Work required
Search the records for the string "trousers", and show each line where it appears.

::::::::::

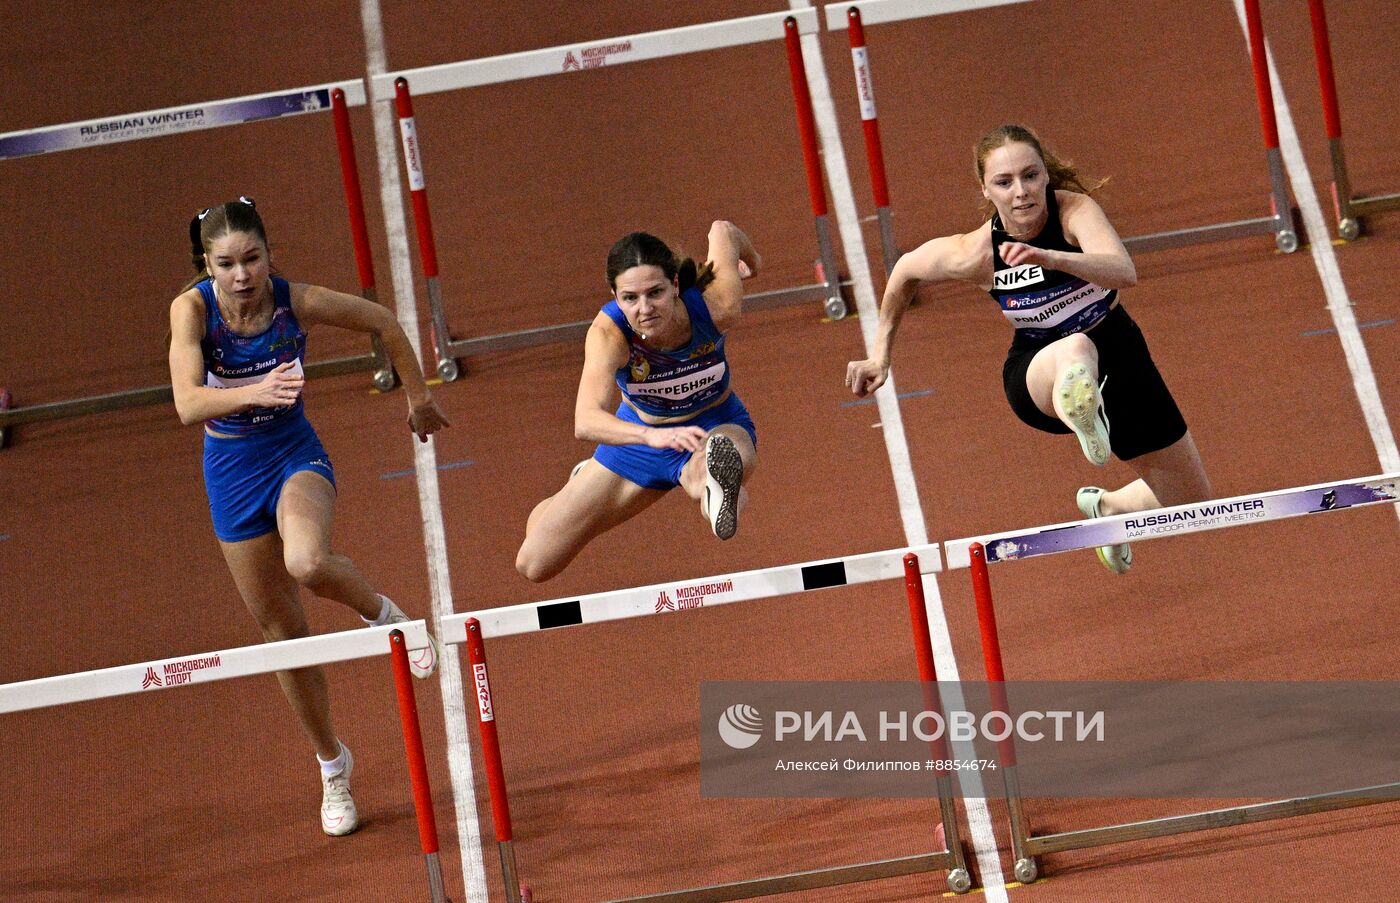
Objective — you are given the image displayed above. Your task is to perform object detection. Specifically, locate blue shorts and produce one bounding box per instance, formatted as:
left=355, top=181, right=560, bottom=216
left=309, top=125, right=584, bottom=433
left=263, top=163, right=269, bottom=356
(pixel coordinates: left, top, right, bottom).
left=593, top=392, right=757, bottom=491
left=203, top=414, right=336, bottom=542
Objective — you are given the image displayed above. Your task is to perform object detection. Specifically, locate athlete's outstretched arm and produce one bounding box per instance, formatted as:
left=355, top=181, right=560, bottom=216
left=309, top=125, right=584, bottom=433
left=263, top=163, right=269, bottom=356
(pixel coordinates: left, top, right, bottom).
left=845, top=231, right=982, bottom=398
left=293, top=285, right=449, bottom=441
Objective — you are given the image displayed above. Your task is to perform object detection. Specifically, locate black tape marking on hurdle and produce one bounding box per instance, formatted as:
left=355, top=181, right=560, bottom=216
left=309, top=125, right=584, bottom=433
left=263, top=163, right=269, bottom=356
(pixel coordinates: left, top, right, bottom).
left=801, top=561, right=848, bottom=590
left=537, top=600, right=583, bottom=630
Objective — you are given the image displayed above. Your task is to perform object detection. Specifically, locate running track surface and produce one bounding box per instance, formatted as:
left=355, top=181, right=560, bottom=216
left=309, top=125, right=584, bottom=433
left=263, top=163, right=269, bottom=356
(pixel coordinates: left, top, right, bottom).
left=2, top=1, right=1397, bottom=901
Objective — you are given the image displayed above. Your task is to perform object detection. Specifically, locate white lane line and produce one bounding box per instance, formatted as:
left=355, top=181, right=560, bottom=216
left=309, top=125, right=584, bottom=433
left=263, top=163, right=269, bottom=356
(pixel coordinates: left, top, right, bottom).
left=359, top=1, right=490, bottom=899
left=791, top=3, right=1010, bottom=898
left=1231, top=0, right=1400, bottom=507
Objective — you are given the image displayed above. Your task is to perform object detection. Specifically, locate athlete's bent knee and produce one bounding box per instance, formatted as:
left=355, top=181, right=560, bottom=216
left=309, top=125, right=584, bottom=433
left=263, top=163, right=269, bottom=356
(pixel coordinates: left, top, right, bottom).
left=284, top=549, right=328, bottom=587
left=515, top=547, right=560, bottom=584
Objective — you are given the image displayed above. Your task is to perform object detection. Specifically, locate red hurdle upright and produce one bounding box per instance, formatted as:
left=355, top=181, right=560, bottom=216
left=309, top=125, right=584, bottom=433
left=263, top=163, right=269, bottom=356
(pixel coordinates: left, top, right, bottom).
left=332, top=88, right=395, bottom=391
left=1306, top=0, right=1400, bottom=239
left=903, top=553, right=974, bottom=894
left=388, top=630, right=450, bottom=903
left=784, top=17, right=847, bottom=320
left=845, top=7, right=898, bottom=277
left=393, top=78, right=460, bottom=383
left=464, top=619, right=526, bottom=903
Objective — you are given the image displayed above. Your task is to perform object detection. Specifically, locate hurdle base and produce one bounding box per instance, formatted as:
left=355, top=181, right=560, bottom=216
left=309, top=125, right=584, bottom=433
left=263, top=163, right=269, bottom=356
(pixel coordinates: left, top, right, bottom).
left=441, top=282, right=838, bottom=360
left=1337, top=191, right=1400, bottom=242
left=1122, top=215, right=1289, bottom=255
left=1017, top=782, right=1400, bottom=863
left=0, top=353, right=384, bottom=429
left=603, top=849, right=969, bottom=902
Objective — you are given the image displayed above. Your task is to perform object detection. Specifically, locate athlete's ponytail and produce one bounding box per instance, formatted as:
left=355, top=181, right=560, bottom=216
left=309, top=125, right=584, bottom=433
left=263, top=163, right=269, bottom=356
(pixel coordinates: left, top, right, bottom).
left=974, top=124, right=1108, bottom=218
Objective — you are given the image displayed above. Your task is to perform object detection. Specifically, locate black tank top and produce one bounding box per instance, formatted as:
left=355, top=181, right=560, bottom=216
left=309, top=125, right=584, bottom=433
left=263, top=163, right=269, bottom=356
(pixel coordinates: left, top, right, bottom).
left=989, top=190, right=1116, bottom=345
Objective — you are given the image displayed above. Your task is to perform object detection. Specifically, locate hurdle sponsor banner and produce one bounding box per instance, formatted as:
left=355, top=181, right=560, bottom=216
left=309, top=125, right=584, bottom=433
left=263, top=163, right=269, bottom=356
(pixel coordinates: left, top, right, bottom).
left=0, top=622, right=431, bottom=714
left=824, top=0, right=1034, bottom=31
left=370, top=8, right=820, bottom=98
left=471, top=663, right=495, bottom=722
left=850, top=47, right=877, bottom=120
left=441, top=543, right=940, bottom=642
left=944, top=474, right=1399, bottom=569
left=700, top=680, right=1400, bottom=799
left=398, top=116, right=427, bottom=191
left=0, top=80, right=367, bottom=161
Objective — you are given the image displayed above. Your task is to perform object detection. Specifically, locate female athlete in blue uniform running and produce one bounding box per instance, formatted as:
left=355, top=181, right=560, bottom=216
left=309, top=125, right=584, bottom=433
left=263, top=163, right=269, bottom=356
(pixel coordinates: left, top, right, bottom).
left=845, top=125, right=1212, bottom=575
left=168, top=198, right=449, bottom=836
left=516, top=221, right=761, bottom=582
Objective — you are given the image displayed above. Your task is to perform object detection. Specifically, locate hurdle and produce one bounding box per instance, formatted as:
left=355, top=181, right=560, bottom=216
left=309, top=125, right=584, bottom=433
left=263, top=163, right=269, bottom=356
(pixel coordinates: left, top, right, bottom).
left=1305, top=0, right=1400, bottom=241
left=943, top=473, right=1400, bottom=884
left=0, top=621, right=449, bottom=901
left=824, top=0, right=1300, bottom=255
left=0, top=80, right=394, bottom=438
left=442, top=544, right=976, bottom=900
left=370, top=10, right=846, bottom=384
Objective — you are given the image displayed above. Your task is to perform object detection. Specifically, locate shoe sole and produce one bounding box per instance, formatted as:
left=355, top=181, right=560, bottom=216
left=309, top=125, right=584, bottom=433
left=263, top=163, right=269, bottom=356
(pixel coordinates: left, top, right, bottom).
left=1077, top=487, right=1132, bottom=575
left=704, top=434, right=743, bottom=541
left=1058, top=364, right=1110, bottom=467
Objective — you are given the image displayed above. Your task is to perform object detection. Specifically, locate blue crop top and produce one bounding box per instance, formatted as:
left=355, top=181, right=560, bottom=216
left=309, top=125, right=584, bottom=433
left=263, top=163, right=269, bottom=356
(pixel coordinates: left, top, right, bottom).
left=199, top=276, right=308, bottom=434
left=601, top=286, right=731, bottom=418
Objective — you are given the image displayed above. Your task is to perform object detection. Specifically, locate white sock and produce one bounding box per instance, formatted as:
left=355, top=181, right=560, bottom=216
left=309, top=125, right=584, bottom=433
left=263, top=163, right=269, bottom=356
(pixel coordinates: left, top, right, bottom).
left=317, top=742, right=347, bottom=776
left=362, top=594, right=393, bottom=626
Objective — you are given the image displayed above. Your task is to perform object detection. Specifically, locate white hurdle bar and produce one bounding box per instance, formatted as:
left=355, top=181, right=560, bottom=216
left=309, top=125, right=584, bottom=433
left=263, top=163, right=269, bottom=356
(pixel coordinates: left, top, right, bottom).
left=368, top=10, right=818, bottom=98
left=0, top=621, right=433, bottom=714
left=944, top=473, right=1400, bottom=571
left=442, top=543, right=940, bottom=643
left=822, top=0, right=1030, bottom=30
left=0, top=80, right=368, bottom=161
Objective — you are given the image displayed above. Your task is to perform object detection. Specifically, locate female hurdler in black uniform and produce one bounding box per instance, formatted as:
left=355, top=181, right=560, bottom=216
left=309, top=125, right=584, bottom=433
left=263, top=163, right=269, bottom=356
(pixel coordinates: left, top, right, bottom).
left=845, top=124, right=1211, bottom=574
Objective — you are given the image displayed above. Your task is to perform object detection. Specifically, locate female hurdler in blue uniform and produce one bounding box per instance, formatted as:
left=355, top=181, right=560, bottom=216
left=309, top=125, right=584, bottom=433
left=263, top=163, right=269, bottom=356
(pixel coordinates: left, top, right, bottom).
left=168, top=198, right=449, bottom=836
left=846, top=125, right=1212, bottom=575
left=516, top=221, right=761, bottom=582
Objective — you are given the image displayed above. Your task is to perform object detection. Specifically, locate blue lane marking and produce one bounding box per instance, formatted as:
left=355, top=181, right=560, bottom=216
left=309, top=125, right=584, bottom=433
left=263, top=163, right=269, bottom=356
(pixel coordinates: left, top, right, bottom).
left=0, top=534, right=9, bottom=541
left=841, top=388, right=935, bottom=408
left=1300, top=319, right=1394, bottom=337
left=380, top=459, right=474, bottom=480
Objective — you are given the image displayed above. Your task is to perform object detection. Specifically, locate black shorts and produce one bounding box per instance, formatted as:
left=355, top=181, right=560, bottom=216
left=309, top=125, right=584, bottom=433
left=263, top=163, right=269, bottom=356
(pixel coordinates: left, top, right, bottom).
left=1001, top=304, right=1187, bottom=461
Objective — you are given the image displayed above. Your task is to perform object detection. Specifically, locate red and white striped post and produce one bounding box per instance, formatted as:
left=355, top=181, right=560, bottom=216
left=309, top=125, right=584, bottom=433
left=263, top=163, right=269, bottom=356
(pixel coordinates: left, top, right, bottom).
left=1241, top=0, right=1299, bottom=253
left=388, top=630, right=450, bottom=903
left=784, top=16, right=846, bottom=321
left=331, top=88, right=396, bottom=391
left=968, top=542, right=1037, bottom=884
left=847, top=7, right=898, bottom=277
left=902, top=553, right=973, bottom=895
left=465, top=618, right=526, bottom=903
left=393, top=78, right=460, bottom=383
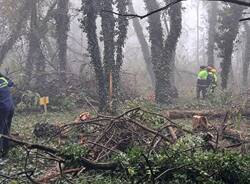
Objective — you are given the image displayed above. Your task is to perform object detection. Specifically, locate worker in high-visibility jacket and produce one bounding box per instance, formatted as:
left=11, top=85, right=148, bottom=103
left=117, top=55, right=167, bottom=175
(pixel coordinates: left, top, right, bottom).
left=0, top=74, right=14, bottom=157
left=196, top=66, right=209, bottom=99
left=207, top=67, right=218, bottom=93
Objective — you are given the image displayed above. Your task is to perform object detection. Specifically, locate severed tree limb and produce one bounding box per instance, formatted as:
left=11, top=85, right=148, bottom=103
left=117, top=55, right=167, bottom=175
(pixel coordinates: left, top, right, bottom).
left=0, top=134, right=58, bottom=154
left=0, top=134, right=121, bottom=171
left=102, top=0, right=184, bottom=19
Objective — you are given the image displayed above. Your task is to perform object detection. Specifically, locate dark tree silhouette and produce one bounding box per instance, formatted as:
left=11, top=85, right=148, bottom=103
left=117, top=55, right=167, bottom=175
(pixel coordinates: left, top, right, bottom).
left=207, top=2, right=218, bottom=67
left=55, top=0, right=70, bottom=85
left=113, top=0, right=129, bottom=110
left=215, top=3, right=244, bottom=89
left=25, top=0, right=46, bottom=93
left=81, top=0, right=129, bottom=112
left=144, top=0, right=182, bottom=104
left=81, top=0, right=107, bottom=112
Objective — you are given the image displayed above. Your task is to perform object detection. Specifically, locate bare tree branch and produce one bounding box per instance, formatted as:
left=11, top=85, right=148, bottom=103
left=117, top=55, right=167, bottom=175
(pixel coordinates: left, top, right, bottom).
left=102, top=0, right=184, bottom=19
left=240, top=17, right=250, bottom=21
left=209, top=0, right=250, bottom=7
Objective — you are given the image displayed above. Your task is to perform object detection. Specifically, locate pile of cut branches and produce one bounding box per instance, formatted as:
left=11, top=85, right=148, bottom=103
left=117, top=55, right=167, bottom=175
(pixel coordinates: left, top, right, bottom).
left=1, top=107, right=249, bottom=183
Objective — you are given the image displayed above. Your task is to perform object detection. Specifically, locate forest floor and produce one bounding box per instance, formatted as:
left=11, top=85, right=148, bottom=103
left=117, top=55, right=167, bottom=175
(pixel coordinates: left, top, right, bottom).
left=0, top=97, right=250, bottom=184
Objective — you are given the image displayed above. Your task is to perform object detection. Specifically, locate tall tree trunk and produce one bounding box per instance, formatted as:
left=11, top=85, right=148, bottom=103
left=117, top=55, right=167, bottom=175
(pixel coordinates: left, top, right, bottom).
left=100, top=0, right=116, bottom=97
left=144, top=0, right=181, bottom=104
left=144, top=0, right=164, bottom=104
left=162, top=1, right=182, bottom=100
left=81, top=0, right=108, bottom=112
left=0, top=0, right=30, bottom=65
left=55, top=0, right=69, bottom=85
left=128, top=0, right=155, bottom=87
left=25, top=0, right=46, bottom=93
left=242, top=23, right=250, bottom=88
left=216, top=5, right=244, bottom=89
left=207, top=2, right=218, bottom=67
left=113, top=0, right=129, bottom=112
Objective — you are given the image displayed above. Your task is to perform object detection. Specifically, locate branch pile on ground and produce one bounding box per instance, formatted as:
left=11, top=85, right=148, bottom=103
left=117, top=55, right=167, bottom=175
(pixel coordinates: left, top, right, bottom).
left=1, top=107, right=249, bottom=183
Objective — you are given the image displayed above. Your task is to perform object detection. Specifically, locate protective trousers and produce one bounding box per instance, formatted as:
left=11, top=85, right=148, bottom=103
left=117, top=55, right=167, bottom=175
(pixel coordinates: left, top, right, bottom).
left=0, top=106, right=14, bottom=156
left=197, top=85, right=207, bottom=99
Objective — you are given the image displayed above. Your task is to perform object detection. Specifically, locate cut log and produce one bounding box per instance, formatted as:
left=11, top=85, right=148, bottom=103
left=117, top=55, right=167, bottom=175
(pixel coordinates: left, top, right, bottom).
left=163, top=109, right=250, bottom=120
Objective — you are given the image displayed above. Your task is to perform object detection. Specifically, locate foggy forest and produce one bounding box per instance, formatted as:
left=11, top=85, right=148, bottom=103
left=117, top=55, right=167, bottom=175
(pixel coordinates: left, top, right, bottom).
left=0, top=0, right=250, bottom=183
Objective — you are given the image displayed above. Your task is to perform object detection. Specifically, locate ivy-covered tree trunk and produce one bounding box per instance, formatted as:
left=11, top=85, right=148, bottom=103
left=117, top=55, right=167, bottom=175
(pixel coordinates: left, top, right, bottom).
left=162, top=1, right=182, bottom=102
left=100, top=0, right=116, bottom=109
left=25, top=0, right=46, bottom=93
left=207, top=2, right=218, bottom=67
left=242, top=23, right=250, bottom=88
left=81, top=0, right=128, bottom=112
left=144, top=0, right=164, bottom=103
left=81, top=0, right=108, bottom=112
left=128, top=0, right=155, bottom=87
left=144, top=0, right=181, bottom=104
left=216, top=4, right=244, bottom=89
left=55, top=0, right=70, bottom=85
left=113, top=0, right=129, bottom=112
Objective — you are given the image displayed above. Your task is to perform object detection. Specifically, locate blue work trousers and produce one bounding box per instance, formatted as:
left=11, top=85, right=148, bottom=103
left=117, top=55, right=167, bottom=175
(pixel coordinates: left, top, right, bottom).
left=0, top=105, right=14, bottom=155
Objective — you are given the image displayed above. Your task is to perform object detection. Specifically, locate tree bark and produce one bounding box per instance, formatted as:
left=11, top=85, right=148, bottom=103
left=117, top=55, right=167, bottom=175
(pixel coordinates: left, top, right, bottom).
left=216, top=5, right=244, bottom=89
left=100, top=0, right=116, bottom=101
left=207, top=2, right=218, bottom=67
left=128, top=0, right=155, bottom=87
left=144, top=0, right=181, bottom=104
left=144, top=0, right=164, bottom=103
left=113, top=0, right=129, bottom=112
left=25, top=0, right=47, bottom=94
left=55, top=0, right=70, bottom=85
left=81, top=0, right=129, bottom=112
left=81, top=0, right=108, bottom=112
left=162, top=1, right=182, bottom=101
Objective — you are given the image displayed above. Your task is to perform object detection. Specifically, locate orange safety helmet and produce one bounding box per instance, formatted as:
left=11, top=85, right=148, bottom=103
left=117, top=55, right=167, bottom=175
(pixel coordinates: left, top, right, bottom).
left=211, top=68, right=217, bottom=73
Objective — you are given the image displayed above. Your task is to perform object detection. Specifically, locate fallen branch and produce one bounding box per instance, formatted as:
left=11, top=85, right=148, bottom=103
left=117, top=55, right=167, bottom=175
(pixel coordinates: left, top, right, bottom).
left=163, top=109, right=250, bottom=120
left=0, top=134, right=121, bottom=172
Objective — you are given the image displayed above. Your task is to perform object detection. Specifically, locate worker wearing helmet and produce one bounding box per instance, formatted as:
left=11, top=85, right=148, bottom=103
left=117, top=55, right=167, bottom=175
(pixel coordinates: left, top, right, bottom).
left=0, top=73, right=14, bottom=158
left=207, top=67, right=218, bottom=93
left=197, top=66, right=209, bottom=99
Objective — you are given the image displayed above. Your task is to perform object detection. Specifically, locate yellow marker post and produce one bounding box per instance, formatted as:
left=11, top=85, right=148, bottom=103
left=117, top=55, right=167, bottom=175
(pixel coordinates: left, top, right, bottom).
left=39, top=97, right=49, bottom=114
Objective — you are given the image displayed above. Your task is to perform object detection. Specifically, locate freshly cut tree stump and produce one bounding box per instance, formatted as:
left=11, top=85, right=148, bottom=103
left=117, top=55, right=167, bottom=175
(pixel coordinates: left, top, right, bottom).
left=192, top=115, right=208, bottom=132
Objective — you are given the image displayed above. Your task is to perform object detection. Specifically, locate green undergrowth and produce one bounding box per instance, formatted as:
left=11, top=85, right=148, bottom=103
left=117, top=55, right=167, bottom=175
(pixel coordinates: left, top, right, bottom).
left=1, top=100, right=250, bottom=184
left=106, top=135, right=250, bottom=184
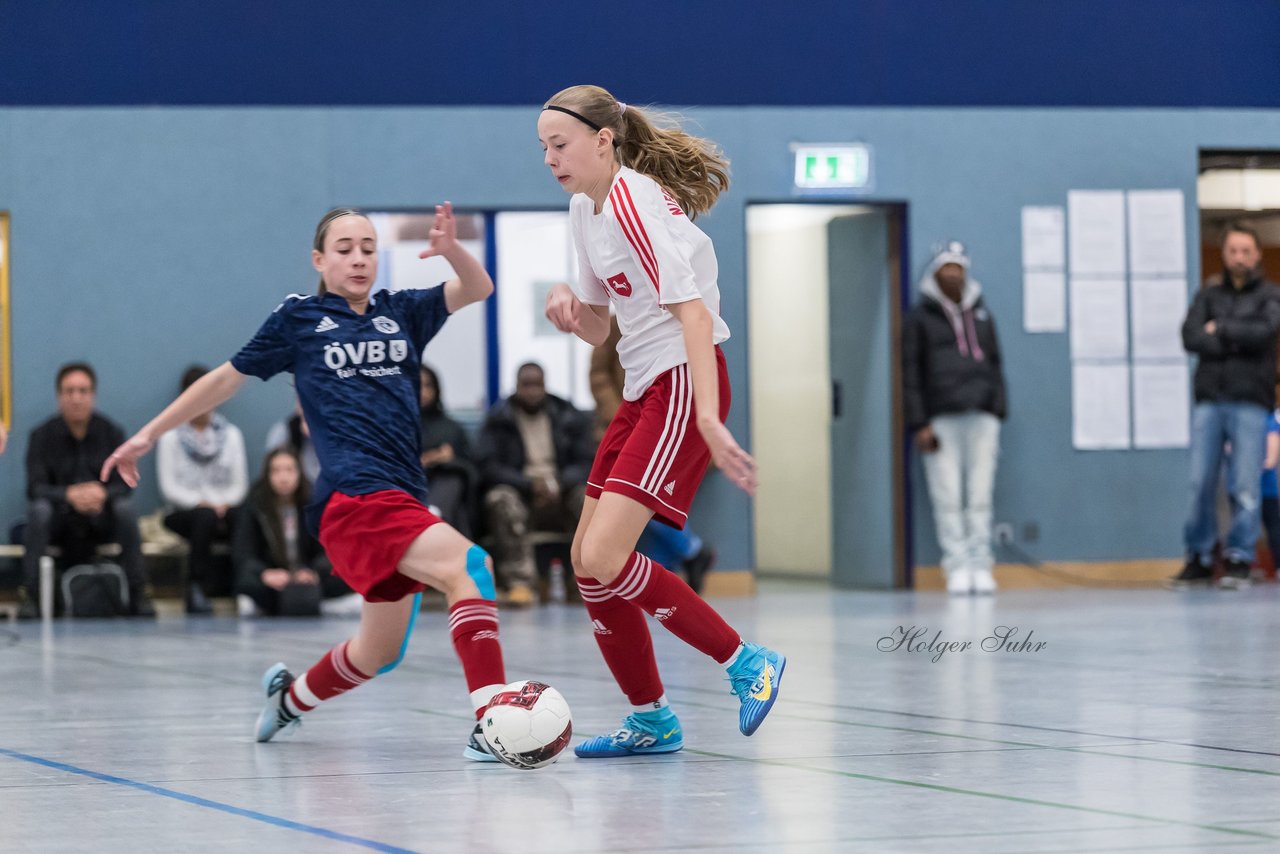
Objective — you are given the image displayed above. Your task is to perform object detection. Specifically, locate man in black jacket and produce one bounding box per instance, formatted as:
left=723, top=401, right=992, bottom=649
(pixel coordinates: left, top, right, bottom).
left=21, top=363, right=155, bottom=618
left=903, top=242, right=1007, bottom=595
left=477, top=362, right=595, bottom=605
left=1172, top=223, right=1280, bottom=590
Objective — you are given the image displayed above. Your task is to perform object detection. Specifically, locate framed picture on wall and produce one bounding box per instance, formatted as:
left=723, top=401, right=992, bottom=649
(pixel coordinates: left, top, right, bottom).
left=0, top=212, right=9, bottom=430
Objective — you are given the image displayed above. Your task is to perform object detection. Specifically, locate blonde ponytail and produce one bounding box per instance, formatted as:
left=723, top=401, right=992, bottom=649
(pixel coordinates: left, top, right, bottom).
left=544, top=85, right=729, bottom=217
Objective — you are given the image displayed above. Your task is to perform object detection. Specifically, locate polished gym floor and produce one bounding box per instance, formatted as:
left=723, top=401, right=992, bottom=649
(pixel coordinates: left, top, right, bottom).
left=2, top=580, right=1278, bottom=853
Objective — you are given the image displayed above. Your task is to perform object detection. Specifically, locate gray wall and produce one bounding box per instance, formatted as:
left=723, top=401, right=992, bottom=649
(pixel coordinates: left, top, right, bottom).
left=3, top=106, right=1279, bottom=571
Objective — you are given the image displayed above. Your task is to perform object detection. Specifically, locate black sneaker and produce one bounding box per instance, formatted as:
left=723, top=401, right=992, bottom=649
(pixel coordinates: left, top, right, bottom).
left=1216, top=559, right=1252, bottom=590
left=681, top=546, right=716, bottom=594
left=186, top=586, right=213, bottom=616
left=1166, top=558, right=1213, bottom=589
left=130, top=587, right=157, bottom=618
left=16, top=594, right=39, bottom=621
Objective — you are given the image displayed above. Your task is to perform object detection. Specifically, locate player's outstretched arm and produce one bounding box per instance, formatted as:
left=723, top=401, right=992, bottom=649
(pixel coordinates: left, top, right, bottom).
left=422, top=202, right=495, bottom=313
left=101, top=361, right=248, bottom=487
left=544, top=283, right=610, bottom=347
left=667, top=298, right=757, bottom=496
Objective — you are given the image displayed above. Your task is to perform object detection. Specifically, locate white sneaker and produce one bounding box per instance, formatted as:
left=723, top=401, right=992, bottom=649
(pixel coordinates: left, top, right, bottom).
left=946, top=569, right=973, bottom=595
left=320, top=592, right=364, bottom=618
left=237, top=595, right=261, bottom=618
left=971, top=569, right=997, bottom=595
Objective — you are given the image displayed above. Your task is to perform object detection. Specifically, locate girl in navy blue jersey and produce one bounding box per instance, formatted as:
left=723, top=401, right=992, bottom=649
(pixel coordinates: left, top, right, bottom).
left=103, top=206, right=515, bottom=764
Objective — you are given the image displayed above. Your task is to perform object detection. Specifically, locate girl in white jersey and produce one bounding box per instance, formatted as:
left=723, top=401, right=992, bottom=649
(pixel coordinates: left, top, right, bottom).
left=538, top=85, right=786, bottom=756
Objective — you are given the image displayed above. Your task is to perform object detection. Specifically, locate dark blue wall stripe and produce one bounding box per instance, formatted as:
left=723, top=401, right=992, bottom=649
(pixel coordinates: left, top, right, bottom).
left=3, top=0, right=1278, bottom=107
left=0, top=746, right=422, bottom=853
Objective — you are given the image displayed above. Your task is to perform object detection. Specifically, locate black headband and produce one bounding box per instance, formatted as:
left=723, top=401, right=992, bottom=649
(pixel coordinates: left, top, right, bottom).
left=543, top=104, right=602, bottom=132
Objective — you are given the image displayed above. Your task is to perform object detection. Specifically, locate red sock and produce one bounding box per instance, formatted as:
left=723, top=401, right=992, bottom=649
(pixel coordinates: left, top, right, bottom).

::::::::::

Solution
Objective — you are given the image displayed above. Your task is to perform object detection. Specifically, locate protective trousers and produce one bounding box per instance, formatted as:
Objective — you are given the image displayed above. Your task is to perform object detection. Specifically, locate blue work trousers and produce one bounding box per instance, formatted as:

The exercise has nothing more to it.